Locate every line in the listing below that contains the string "windshield", and copy each such line verbatim.

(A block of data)
## Start

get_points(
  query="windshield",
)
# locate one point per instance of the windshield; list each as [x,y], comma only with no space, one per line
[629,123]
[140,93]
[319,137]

## End

= The result =
  query="windshield",
# locate one point per instance of the windshield; list each as [x,y], comma only with no space, one per line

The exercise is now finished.